■ **WHAT YOU SHOULD DO**: Will you output all of the data below exactly, omitting the images?

╭─ SUPPLIED RECORDS

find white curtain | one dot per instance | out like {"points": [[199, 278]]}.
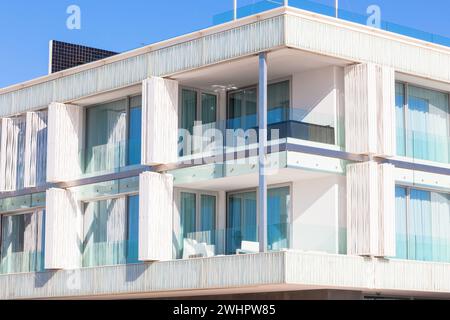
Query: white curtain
{"points": [[106, 135], [440, 208], [22, 242], [428, 124], [36, 149], [12, 154], [105, 232]]}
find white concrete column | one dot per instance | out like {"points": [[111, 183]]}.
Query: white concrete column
{"points": [[36, 149], [370, 110], [370, 209], [155, 216], [160, 121], [63, 230], [262, 117], [65, 142]]}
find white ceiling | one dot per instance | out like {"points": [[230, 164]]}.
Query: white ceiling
{"points": [[244, 72]]}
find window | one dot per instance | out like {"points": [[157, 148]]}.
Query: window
{"points": [[22, 242], [113, 135], [111, 231], [422, 123], [422, 225], [242, 219], [198, 221], [196, 106]]}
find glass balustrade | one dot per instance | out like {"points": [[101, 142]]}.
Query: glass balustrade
{"points": [[283, 123]]}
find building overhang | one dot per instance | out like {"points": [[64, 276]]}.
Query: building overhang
{"points": [[277, 271], [284, 27]]}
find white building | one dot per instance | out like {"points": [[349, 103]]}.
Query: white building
{"points": [[98, 199]]}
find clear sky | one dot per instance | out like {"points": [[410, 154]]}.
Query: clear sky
{"points": [[26, 26]]}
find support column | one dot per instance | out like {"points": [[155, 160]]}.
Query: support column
{"points": [[371, 209], [262, 116]]}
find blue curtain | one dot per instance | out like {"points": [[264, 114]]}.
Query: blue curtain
{"points": [[242, 217], [428, 138], [423, 226], [277, 218], [400, 225]]}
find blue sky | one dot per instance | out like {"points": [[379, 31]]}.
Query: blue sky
{"points": [[118, 25]]}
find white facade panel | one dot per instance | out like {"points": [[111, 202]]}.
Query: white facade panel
{"points": [[63, 230], [160, 119], [65, 142], [155, 216], [36, 149]]}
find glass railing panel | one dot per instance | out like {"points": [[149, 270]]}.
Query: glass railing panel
{"points": [[230, 241], [110, 253], [22, 262], [297, 123], [111, 158]]}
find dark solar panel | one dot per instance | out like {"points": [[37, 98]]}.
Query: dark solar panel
{"points": [[67, 55]]}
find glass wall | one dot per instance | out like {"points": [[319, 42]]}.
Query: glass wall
{"points": [[111, 231], [422, 225], [242, 222], [113, 135], [198, 225], [22, 242], [422, 123]]}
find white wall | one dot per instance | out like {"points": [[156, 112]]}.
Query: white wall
{"points": [[318, 211], [320, 93]]}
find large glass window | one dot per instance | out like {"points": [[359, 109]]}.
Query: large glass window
{"points": [[198, 224], [22, 242], [110, 231], [242, 219], [113, 135], [422, 225], [422, 123]]}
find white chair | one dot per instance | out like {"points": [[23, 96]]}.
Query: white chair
{"points": [[193, 249], [248, 247]]}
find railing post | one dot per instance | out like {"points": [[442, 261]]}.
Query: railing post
{"points": [[262, 116]]}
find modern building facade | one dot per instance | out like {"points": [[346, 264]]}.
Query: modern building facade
{"points": [[147, 174]]}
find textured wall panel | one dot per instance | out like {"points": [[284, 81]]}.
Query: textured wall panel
{"points": [[63, 230], [65, 142], [12, 153], [370, 110], [387, 237], [155, 216], [36, 149], [371, 209], [160, 116], [362, 209]]}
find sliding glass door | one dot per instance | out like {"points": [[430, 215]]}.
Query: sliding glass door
{"points": [[198, 109], [422, 225], [242, 221], [198, 233], [22, 242], [422, 123], [111, 231]]}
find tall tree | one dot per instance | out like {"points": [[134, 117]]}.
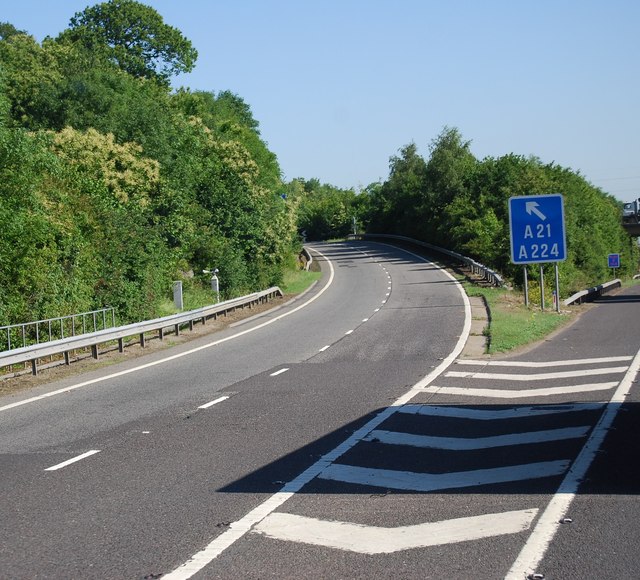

╰─

■ **REPLY TO THE EXERCISE**:
find white curtain | one dot per instance | out like {"points": [[199, 278]]}.
Query: white curtain
{"points": [[106, 135], [440, 208], [22, 242], [428, 124], [36, 149], [12, 154], [105, 232]]}
find white concrete column | one dot per instance | out like {"points": [[111, 183]]}.
Query: white concrete column
{"points": [[36, 149], [370, 110], [370, 209], [155, 216], [160, 121], [63, 230], [262, 117], [65, 142]]}
find white ceiling | one dot per instance | out like {"points": [[230, 164]]}.
Query: white ceiling
{"points": [[244, 72]]}
find window | one dot per instance | out like {"points": [[157, 148]]}.
Query: window
{"points": [[22, 242], [113, 135], [111, 231], [422, 123], [422, 225], [242, 219], [198, 221], [196, 106]]}
find glass balustrade | one dot per instance | out like {"points": [[101, 142]]}.
Query: glass balustrade
{"points": [[283, 123]]}
find building overhang | one dot per instance | out like {"points": [[64, 276]]}.
Query: building overhang
{"points": [[277, 271], [284, 27]]}
find white building | one dot per instance | out like {"points": [[349, 103]]}.
Query: white building
{"points": [[98, 199]]}
find clear sky | one dot per instance | out like {"points": [[410, 154]]}.
Query: clear sky
{"points": [[26, 26]]}
find support column | one dot per instance | out like {"points": [[155, 160]]}.
Query: support column
{"points": [[371, 209], [262, 116]]}
find blue curtain | one dot per instance | out like {"points": [[264, 114]]}.
Query: blue curtain
{"points": [[242, 217], [428, 138], [423, 226], [277, 218], [400, 225]]}
find blue sky | one dot per instance | out like {"points": [[379, 31]]}.
Query: blue sky
{"points": [[118, 25]]}
find white facade panel | one dot per instance | out like {"points": [[111, 202]]}.
Query: white facade panel
{"points": [[63, 230], [160, 119], [65, 142], [155, 216], [36, 149]]}
find glass railing panel | one dot per instance | out like {"points": [[149, 270]]}.
Query: glass railing panel
{"points": [[230, 241], [110, 253], [22, 262], [297, 123], [111, 158]]}
find dark solar panel | one dot per instance | out like {"points": [[37, 98]]}.
Query: dark solar panel
{"points": [[67, 55]]}
find glass wall | one dot per instance | out like {"points": [[319, 42]]}.
Query: glass wall
{"points": [[111, 231], [422, 225], [242, 222], [113, 135], [198, 225], [22, 242], [422, 123]]}
find white wall | one dot per instance | out like {"points": [[156, 112]]}.
Query: white wall
{"points": [[318, 211], [320, 93]]}
find large glass window | one dot per instance | out like {"points": [[359, 109]]}.
Query: large glass window
{"points": [[198, 224], [22, 242], [110, 231], [242, 219], [113, 135], [422, 225], [422, 123]]}
find white chair | one dot per instance | out like {"points": [[23, 96]]}.
Query: white chair
{"points": [[193, 249], [248, 247]]}
find railing post | one dot per instance | out like {"points": [[442, 261]]}.
Query: railing post
{"points": [[262, 116]]}
find modern building facade | one dot per instance | out like {"points": [[346, 264]]}.
Query: modern building facade
{"points": [[147, 174]]}
find textured wall panel | one dot per instance | out like {"points": [[284, 81]]}.
Query: textured wall panel
{"points": [[63, 230], [65, 142], [12, 153], [370, 110], [387, 237], [155, 216], [36, 149], [371, 209], [160, 116], [362, 209]]}
find sliding glass door | one dot per instance | out like {"points": [[430, 215]]}.
Query: sliding glass door
{"points": [[198, 109], [422, 225], [242, 221], [198, 233], [22, 242], [422, 123], [111, 231]]}
find tall tree | one dot per instance | out like {"points": [[134, 117]]}.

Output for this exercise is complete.